**PAGE EXTRACT:**
** begin **
ANNEX F (SECTION 4.1(B))
--------------
TO
CREDIT AGREEMENT
----------------
COLLATERAL REPORTS
------------------
Borrowers shall deliver or cause to be delivered the following:
(a) To Revolving Credit Agent and each Lender, upon its request, and in no
event less frequently than fifteen (15) days after the end of each Fiscal Month,
each of the following:
(i) a Borrowing Base Certificate with respect to each Borrower, in
each case accompanied by such supporting detail and documentation as shall
be requested by Revolving Credit Agent in its reasonable discretion;
(ii) with respect to each Borrower, a summary of Inventory by
location and type with a supporting perpetual Inventory report, in each
case accompanied by such supporting detail and documentation as shall be
requested by Revolving Credit Agent in its reasonable discretion; and
(iii) with respect to each Borrower, a monthly trial balance showing
Accounts outstanding aged from invoice due date as follows: 1 to 30 days,
31 to 60 days, 61 to 90 days and 91 days or more, accompanied by such
supporting detail and documentation as shall be requested by Revolving
Credit Agent in its reasonable discretion.
** end **
**SET EXERCISE 1:** In the listing, switch "sample" to "template" within the part that opens with the line containing "Mark each instance of the wheel of" and closes with the line containing "x=607 y=677", and return only those lines with nothing else altered.
The annex excerpt and the listing were drawn from unrelated sources.

**DATASET CONTENT:**
** begin **
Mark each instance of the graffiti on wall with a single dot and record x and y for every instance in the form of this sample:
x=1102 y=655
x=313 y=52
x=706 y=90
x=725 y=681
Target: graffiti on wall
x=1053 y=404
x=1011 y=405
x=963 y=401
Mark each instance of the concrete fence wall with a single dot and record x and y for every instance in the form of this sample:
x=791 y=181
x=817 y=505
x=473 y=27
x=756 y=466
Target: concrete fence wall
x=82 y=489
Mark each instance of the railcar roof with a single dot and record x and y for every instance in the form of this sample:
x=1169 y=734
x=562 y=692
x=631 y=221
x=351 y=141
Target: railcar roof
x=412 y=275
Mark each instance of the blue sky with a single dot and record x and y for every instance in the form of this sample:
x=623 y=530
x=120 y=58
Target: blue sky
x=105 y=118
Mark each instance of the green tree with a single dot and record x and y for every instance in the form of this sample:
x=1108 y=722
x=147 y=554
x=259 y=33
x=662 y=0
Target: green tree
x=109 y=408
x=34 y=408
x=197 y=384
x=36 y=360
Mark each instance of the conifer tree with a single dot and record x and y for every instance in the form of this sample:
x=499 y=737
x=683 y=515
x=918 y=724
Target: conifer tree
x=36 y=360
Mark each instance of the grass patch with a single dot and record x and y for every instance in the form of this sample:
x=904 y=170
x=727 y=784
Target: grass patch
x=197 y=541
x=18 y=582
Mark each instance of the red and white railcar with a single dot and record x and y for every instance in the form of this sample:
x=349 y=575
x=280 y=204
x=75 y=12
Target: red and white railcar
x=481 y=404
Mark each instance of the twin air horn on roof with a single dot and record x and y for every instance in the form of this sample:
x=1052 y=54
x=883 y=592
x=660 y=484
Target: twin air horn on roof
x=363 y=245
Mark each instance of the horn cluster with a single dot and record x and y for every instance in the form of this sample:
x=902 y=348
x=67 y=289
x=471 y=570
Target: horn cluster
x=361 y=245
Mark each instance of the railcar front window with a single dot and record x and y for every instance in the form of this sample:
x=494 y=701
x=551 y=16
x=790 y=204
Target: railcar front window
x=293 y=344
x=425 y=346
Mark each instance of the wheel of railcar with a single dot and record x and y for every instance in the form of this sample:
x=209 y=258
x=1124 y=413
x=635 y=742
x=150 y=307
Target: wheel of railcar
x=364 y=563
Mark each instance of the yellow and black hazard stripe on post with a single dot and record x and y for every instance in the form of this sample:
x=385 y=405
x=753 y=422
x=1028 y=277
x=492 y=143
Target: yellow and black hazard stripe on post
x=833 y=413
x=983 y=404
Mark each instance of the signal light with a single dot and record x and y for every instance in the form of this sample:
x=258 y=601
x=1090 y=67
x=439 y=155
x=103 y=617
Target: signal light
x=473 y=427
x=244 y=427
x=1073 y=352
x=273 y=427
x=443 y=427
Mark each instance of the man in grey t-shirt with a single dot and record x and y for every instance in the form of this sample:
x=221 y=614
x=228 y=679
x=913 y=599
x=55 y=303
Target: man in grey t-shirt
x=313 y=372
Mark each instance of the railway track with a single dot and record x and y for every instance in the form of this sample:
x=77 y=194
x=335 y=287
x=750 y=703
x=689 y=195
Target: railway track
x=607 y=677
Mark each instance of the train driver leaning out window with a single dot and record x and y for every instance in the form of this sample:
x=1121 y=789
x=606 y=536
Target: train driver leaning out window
** end **
** begin **
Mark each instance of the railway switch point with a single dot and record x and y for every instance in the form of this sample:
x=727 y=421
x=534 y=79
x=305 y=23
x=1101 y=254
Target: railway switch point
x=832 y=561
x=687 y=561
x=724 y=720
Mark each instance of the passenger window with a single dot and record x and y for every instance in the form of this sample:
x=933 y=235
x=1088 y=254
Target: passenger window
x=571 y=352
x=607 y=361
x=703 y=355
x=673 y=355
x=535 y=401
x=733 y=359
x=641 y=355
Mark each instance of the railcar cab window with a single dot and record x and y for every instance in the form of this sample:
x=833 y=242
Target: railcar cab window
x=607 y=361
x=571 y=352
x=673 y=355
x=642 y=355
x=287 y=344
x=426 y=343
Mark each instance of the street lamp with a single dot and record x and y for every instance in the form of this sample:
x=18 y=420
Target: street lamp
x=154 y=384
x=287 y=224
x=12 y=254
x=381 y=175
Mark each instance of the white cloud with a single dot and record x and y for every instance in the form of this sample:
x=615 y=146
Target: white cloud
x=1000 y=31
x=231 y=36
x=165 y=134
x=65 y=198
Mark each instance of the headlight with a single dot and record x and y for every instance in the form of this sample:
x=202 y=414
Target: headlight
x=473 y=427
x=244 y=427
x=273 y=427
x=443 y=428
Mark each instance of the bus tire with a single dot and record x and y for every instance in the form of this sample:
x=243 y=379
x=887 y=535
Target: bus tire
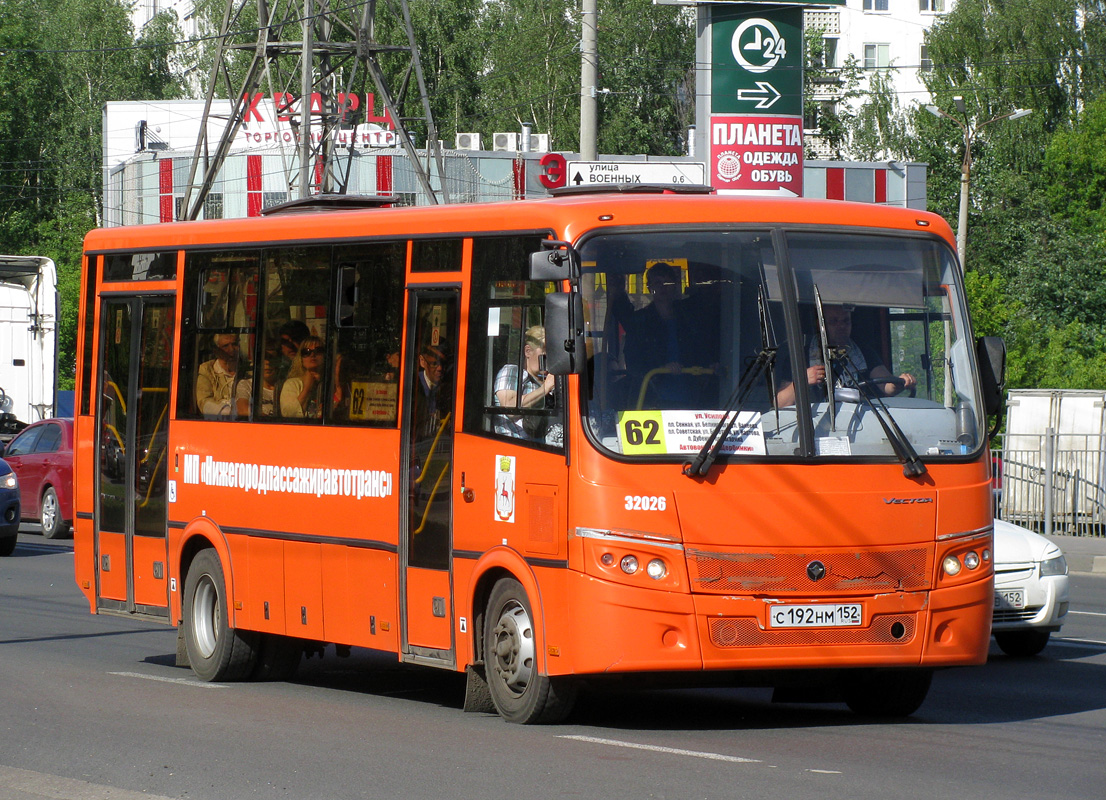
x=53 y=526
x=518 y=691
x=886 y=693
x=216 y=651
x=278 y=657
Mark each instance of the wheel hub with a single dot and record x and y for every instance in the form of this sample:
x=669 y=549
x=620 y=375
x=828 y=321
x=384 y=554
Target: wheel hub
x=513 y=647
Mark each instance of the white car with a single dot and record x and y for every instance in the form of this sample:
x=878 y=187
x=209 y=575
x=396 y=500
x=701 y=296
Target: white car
** end **
**SET EXERCISE 2:** According to the collateral reports annex, what aging brackets must the monthly trial balance of Accounts use?

**CORRECT RESULT 1:**
Mark each instance of the wheel of railcar with a single dot and record x and y for every instance in the form of this template:
x=209 y=258
x=1124 y=413
x=635 y=742
x=150 y=307
Target: wheel of railcar
x=364 y=563
Mark each instance of the yellow and black hazard stripe on post with a single dot and record x and y for every instance in the form of this template:
x=385 y=405
x=753 y=422
x=1028 y=277
x=492 y=143
Target: yellow and black hazard stripe on post
x=833 y=413
x=983 y=404
Mark each instance of the signal light with a single dot and record x and y for every instance in the form of this template:
x=258 y=601
x=1090 y=67
x=439 y=155
x=103 y=617
Target: signal light
x=473 y=427
x=244 y=427
x=1073 y=352
x=273 y=427
x=443 y=427
Mark each instance of the man in grey t-shirt with a single dot and record x and y for every instance in the form of this template:
x=221 y=614
x=228 y=679
x=913 y=599
x=55 y=303
Target: man in grey t-shirt
x=313 y=372
Mark each instance of the railway track with a single dot and record x and y for every instance in the form of this template:
x=77 y=194
x=335 y=287
x=750 y=703
x=689 y=195
Target: railway track
x=607 y=677

**CORRECT RESULT 2:** 1 to 30 days, 31 to 60 days, 61 to 90 days, and 91 days or more, aged from invoice due date.